##### DATA PROVIDED
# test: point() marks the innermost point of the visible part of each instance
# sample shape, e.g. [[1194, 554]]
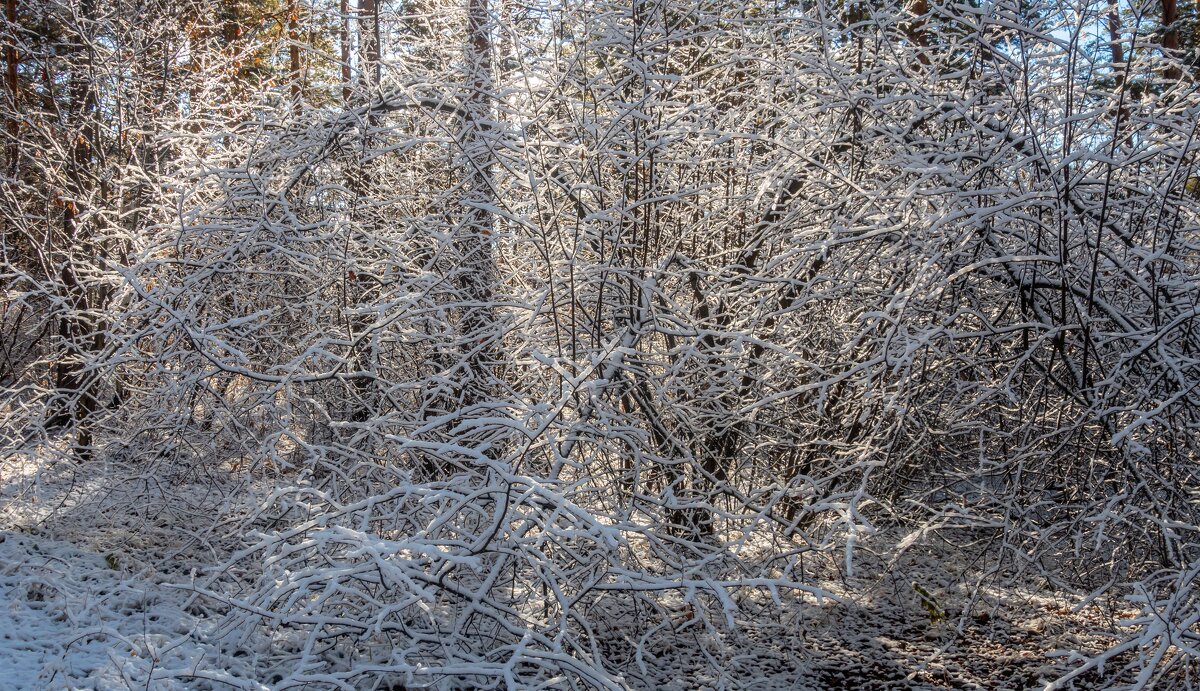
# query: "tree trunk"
[[10, 58], [473, 240], [1171, 36], [294, 54]]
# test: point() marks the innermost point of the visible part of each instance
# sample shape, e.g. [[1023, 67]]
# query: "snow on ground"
[[76, 619], [88, 605]]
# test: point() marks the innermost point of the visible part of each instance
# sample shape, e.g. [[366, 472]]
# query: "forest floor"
[[84, 607]]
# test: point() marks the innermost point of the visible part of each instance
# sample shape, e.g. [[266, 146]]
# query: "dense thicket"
[[493, 322]]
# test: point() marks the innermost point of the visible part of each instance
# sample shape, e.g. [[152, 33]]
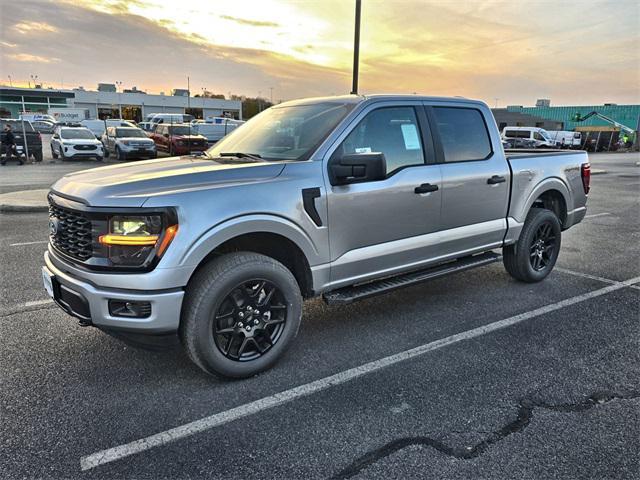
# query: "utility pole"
[[119, 90], [189, 108], [356, 48], [188, 94]]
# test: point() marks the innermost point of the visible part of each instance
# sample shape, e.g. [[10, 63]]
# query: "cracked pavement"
[[555, 396]]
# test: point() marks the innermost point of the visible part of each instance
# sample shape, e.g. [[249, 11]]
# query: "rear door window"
[[463, 134]]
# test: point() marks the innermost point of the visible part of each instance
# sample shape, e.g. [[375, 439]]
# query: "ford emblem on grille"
[[53, 226]]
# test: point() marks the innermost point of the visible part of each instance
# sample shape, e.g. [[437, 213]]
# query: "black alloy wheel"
[[250, 320], [543, 247], [535, 253]]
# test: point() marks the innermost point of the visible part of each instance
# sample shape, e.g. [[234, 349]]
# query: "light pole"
[[356, 48], [204, 92], [119, 90]]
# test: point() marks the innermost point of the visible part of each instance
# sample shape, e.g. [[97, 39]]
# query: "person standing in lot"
[[8, 145]]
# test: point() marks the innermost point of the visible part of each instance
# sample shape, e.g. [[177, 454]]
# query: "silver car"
[[339, 197], [128, 143]]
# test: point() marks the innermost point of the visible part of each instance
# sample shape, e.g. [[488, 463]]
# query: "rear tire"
[[533, 257], [220, 329]]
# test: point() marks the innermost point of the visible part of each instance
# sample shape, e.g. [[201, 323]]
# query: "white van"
[[216, 130], [171, 118], [538, 136], [565, 139]]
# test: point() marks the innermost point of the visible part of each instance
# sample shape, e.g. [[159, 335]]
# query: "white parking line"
[[159, 439], [585, 275], [597, 215]]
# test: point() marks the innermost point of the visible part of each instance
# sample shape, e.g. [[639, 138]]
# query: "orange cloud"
[[26, 57], [34, 27]]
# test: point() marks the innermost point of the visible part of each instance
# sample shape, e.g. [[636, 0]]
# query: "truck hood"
[[131, 184]]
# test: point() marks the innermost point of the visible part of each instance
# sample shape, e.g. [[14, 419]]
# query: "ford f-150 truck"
[[344, 197]]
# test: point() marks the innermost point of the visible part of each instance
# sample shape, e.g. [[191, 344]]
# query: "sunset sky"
[[574, 52]]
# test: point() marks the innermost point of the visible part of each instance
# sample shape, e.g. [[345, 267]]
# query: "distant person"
[[8, 145]]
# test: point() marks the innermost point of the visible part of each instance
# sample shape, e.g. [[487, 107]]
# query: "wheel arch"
[[274, 237], [552, 194]]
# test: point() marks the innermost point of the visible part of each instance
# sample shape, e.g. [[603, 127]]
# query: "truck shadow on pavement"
[[526, 409]]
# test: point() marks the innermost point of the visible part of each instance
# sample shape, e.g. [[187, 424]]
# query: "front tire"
[[533, 257], [240, 314]]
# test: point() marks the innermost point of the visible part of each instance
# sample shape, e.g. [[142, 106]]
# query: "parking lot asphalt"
[[516, 380]]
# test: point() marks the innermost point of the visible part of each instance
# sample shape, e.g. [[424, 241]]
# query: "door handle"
[[496, 179], [426, 188]]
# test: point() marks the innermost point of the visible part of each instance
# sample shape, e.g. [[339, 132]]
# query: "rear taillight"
[[585, 172]]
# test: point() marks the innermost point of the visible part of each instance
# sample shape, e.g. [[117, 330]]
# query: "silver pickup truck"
[[344, 197]]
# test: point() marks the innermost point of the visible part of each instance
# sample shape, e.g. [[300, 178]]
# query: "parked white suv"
[[537, 136], [71, 143]]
##########
WORK REQUIRED: Reproduce the lines above with "innermost" replaced by "central" throughout, leaving everything else unchanged and omitting the pictures.

SOLUTION FOR THIS EXERCISE:
# test: point() marks the central point of the visible part of each instance
# sample shape, e.g. [[1194, 554]]
# query: "tree trunk"
[[10, 58], [473, 240], [1171, 36], [294, 54]]
# test: point() marks the central point of the visible part of each instance
# sample shape, e.g. [[1023, 67]]
# query: "snow on ground"
[[76, 619], [88, 605]]
# test: point() marks the central point of the visible part of each instance
# sample shape, e.g. [[366, 472]]
# query: "forest floor"
[[84, 607]]
# test: point() marks the central point of the visible part of each instance
# sample shape, e.g. [[266, 146]]
# query: "dense thicket"
[[493, 322]]
# test: point() marks the central point of the visible part of each instance
# sample shape, e.g. [[152, 33]]
# query: "utility pole"
[[119, 90], [189, 108], [356, 48], [188, 94]]
# test: point() marks the central point of the visible part of each instance
# sample shape, e.g. [[10, 63]]
# query: "cracked pavement"
[[555, 396]]
# test: point() marks the central point of the visible part of each instance
# sample shape, e.g. [[249, 11]]
# query: "rear door window"
[[463, 134]]
# test: point() marks the central point of the visible part of each instance
# sample shape, e.g. [[375, 439]]
# query: "ford emblem on grille"
[[53, 226]]
# test: point() marks the central point of the visible part of each instance
# sample shape, e.g. [[437, 213]]
# query: "black alloy wheel"
[[250, 320], [543, 247], [535, 253]]
# test: point() marks the central point of the visible part of each instance
# sample shape, e.g. [[234, 349]]
# query: "light pole"
[[356, 48], [204, 92], [119, 90]]
# test: point() marks the central point of the visible part of each instance
# sample shape, e.g. [[97, 39]]
# query: "person standing in lot"
[[8, 145]]
# test: point() marks the central point of the visible part of each instance
# sample shape, e.g. [[177, 454]]
# query: "silver car"
[[339, 197], [128, 143]]
# test: point() marks the central point of the visible part of each instance
# sample shape, e.g. [[488, 463]]
# query: "rear tire"
[[533, 257], [220, 329]]
# test: point() marks the central point of the visible part of each instance
# sample shape, e.g. [[201, 323]]
# query: "white van"
[[216, 130], [171, 118], [538, 136], [565, 139]]
# test: point() marks the central point of the visible part of each instance
# sample shape, e.g. [[159, 335]]
# query: "white parking line"
[[159, 439], [585, 275], [597, 215]]
# test: point() marks the central point of the visible part of each instance
# sample shape, e.g. [[639, 138]]
# query: "orange cloud"
[[26, 57], [34, 27]]
# test: point() marks the central point of the visible part of each instance
# sample shape, e.g. [[636, 0]]
# query: "truck hood"
[[131, 184]]
# test: point() marks the central point of the visible part of each instance
# sample shape, e.g. [[14, 419]]
# query: "ford f-150 truck"
[[344, 197]]
# test: point() marks the central point of the visible part of each instance
# sample shape, e.g. [[191, 344]]
# query: "sunset sky"
[[574, 52]]
# test: point() marks the central point of the visible part of each instance
# sample shape, e.g. [[345, 267]]
# query: "distant person"
[[8, 145]]
# test: point() marks the central point of the visible part of each instance
# sample shape, e.g. [[487, 107]]
# query: "wheel arch"
[[274, 237], [552, 194]]
# test: point() marks the central point of the visible part of each instance
# sample shape, e.g. [[603, 127]]
# query: "truck shadow on pavement"
[[526, 409]]
# test: point() marks the central point of the visible part of each instance
# sample shape, e.g. [[187, 424]]
# query: "front tire"
[[533, 257], [240, 314]]
# test: point() marks the central point of the visible part of each instance
# sample shape, e.g. [[142, 106]]
# query: "parking lot asphalt"
[[516, 380]]
# test: point() marks the central point of the visible part of each instance
# sample shape, e.g. [[424, 241]]
# query: "door handle"
[[496, 179], [426, 188]]
# test: point() marks the central point of the visible part of each instance
# sample shape, e.g. [[339, 132]]
# query: "rear taillight"
[[585, 172]]
# test: point() marks the central point of the visible part of each instance
# sample shape, e.g. [[117, 330]]
# query: "silver pickup truck"
[[344, 197]]
# test: point() marks the central point of the visible part of each instance
# sample shape, e.g. [[300, 178]]
# query: "parked white suv"
[[537, 136], [71, 143]]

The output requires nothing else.